__What the task requires__
Could you repeat, word for word, every line from the one containing "Where can the mooring" through the final line of the records below, and nothing else?

__Supplied data__
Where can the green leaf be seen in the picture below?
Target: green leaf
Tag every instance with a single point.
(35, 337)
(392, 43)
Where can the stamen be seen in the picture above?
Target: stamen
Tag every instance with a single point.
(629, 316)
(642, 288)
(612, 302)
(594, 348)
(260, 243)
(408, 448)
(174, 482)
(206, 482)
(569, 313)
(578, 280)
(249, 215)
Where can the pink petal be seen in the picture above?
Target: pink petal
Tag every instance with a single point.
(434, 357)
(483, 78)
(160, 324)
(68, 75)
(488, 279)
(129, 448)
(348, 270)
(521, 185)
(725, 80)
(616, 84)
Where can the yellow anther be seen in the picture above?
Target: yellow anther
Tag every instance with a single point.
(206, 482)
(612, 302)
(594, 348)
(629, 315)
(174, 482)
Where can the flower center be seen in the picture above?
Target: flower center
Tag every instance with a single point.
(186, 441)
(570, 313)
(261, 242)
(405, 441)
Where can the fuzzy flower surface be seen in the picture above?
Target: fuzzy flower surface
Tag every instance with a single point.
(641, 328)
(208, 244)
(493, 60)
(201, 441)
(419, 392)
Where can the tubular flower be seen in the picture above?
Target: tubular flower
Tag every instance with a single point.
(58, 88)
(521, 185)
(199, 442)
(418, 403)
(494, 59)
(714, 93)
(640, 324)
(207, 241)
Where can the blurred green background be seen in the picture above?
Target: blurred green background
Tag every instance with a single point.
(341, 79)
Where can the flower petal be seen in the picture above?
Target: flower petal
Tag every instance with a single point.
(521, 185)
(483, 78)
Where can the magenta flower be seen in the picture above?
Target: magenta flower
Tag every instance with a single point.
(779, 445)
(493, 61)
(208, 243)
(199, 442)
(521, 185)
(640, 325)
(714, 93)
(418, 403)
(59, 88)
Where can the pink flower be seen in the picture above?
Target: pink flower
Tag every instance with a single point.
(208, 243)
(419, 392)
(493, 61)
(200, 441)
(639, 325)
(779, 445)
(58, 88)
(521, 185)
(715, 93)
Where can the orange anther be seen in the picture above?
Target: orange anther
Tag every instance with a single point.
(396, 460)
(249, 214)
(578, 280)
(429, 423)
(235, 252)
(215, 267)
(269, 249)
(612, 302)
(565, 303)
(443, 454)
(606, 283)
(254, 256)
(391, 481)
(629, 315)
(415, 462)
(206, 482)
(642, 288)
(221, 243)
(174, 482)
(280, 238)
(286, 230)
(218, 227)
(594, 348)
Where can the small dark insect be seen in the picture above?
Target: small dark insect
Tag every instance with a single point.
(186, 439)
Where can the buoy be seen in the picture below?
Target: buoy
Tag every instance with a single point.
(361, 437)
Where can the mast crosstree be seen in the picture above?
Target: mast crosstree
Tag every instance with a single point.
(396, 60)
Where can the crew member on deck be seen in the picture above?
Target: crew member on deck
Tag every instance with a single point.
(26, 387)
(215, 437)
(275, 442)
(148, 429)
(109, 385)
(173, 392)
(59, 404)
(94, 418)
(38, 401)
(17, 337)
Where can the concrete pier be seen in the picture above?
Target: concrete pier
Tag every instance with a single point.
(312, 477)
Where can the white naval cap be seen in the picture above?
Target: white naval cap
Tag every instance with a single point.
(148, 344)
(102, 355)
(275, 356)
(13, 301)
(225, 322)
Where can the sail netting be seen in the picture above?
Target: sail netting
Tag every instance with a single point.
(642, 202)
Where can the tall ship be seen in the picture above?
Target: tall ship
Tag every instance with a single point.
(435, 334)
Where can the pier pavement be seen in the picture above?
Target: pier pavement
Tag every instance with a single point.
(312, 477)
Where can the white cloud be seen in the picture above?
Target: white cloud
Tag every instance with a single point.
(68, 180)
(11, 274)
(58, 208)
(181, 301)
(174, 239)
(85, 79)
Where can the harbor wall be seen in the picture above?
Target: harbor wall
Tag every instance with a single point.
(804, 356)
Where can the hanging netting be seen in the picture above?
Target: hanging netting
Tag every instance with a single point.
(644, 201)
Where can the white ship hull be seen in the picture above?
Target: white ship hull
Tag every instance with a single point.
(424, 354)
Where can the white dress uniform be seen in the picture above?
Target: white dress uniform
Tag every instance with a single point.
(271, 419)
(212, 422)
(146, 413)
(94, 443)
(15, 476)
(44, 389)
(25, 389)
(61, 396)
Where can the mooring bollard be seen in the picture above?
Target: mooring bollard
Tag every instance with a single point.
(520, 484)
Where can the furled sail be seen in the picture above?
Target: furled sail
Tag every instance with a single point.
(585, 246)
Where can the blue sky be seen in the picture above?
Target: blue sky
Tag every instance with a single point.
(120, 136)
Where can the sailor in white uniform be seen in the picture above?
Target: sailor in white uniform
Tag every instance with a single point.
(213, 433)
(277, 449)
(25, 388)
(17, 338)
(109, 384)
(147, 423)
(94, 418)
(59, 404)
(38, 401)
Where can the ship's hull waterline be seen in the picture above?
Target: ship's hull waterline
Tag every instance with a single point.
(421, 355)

__The completed task__
Where can the mooring bollard be seen in the picture above?
Target: mooring bollard
Tag every instance with a single point.
(520, 484)
Where can the furled sail be seen in the picture above?
Target: furled sail
Tag every instance with a single point.
(585, 246)
Where can the blue sky be seen in the picture above?
Target: blue sky
Tag every instance with a single point.
(120, 136)
Where can the sailor in white uniform be seen in the picture above?
Target: sailor in white uniform
Tag every instance with a single point.
(213, 433)
(277, 449)
(25, 388)
(17, 338)
(109, 384)
(147, 423)
(94, 418)
(59, 404)
(38, 401)
Where can the ship's hull waterline be seen in the picture above?
Target: ship's hull waterline
Tag every instance with a single point.
(421, 355)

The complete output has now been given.